▶ _Listed entries_
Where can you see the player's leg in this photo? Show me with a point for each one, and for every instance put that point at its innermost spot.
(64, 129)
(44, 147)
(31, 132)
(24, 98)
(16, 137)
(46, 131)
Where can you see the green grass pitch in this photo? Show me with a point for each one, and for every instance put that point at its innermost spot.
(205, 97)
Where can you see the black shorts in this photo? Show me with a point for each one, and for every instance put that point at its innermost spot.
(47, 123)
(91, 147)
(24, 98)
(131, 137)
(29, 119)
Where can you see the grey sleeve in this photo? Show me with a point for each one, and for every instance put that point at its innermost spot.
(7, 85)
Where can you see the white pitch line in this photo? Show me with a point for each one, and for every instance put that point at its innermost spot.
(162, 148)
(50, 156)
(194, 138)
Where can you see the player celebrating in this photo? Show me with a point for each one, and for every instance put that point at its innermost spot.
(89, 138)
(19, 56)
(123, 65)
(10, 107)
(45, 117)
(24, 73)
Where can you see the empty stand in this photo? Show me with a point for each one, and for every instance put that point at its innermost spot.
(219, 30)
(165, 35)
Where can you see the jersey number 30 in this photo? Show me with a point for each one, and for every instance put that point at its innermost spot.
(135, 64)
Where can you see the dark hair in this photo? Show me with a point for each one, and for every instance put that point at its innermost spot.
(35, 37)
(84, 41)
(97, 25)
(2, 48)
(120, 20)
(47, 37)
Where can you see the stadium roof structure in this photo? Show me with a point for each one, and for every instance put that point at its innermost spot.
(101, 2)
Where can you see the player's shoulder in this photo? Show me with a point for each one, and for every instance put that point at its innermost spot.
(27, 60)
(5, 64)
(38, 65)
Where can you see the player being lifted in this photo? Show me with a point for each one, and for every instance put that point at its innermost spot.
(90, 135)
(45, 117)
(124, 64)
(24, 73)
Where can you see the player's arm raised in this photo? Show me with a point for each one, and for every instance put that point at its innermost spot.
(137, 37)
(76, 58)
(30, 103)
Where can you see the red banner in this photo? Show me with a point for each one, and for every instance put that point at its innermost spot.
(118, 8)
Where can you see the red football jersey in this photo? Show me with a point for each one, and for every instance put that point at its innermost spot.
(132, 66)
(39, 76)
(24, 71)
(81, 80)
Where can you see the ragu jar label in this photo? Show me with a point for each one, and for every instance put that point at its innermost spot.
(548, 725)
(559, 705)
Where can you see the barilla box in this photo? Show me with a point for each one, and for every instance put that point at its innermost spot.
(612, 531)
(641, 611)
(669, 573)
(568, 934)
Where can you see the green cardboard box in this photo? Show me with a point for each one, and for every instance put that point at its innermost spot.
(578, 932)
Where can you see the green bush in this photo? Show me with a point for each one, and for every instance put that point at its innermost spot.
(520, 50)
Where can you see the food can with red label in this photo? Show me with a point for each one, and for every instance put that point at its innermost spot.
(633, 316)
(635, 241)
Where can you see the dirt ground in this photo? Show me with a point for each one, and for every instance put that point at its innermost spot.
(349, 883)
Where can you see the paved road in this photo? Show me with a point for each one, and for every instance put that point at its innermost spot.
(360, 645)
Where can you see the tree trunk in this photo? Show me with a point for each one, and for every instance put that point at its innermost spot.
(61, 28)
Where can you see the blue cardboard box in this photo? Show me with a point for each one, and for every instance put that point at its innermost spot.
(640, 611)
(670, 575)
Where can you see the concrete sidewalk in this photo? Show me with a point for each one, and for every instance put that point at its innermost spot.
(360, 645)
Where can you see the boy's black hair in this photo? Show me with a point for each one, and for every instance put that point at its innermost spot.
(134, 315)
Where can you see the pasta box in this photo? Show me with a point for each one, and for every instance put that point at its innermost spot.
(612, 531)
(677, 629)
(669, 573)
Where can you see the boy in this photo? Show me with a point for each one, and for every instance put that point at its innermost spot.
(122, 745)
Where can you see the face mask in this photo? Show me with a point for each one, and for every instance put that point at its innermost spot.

▶ _Problem to solve_
Please write out all the items above as a JSON list of strings with one string per line, leaving out any blank lines.

▶ _Complete response_
[
  "Where can you see the player's leg in this photo? Show me with a point for each one, and for every instance put that point at its innermost spot.",
  "(64, 129)",
  "(44, 147)",
  "(31, 132)",
  "(24, 98)",
  "(16, 137)",
  "(46, 131)",
  "Where can you see the green grass pitch in this photo? Show me with a point for each one, and for every instance put that point at its innermost spot.",
  "(205, 97)",
  "Where can you see the black shorts in this photo? Show me with a point for each one, and for every instance put that point at its innermost spot.",
  "(47, 123)",
  "(91, 147)",
  "(24, 98)",
  "(131, 137)",
  "(29, 119)",
  "Where can you see the grey sleeve in this photo? Show me with a point for each one, and for every instance put that point at its innermost spot.",
  "(7, 85)",
  "Where can you see the white pitch line in this photo? Show me with a point for each one, and for every instance put that point at its innermost spot.",
  "(162, 148)",
  "(50, 156)",
  "(194, 138)",
  "Where can you see the player celebrating in this photo? Show me with a point for each one, and for every instance put that point at its innermost spot.",
  "(89, 138)",
  "(19, 56)",
  "(123, 65)",
  "(10, 107)",
  "(45, 117)",
  "(24, 73)",
  "Where can you see the empty stand in this photo? Show me with a point for each one, and for every instance put that point at its innermost spot.",
  "(219, 30)",
  "(165, 35)",
  "Where can you see the jersey number 30 in this photo? Show me with a point for each one, and for every instance put that point at its innermost spot.",
  "(135, 64)",
  "Where can you see the dark hair in this photo? Show me with a point for each one, and for every instance put that point at its innermost spot.",
  "(35, 37)",
  "(84, 41)",
  "(97, 25)",
  "(2, 48)",
  "(120, 20)",
  "(47, 37)",
  "Where can you see the stadium roof structure in this photo? Show me with a point for each one, and for every instance put that point at its innermost spot.",
  "(101, 2)",
  "Where can you see the player's shoulder in this photo? Show me with a point for each one, and for every instance put that point at its innermost spot.",
  "(27, 60)",
  "(5, 64)",
  "(38, 65)",
  "Where can you see the player being lifted in this photo? Show me with a point for each one, and for every instance put that point at its innermost spot.",
  "(90, 135)",
  "(45, 117)",
  "(124, 64)",
  "(24, 73)",
  "Where can you see the player's arm raised in this photo? Show me with a point for each one, and for every instance put that point at its innermost spot.",
  "(137, 37)",
  "(76, 58)",
  "(30, 103)",
  "Where can you see the red banner in this photo? Show me with a point for each one, and for every instance put that point at its innermost spot.",
  "(118, 8)",
  "Where can you see the red football jersey in this photo? Show me with a point for each one, and for every instance put that point at its innermost spot.",
  "(132, 66)",
  "(39, 76)",
  "(24, 71)",
  "(81, 80)",
  "Where can you see the ragu jar label in this photo? Show me with a point for each one, and for every instance put that point at its innermost spot.",
  "(548, 725)",
  "(559, 705)",
  "Where can you see the barilla box in this photo? Show me with a point for each one, and for every instance put that point at its innermost spot.",
  "(612, 531)",
  "(641, 611)",
  "(669, 573)",
  "(568, 934)",
  "Where can you see the green cardboard box in this photo? Show me with a point for each one, and for every instance put that point at its innermost spot.",
  "(578, 932)",
  "Where can you see the green bush in this photo? Show me with a point for each one, and for every instance put that point at its innermost spot.",
  "(520, 50)",
  "Where can you see the food can with red label in this photo? Show me with a point for each one, and for every instance put that point at its innermost spot.",
  "(633, 316)",
  "(635, 241)",
  "Where can you see the dirt ground in this photo? Show me with a point for each one, and for every instance put that point at its innermost spot.",
  "(349, 883)",
  "Where can you see the paved road in this photo? Show me with a point for each one, and for every instance put that point at its innermost spot.",
  "(360, 645)",
  "Where can you see the tree trunk in this photo? Show me with a point for each one, and for every instance put that point at its innermost spot.",
  "(61, 28)",
  "Where can you see the blue cardboard box in this photo? Show me with a point for each one, and for every instance put that point at its innermost spot.",
  "(640, 611)",
  "(670, 575)",
  "Where can you see the concrete sidewalk in this photo? Show me with a point for each one, and for every instance put that point at its innermost spot.",
  "(360, 645)",
  "Where can you see the boy's black hair in this photo? Show me with a point for each one, and for every instance put that point at its innermost spot.",
  "(134, 315)",
  "Where can you see the pasta box in this photo? Show me with a point for each one, and for every instance put that point at its innermost spot.",
  "(612, 531)",
  "(677, 629)",
  "(669, 573)",
  "Where can you see the boy in this photo? Show me with a point for each one, and for every instance put that point at its innermost spot.",
  "(122, 745)",
  "Where can you see the face mask in this photo? Show me with a point for each one, and for every instance put that point at its innermost spot."
]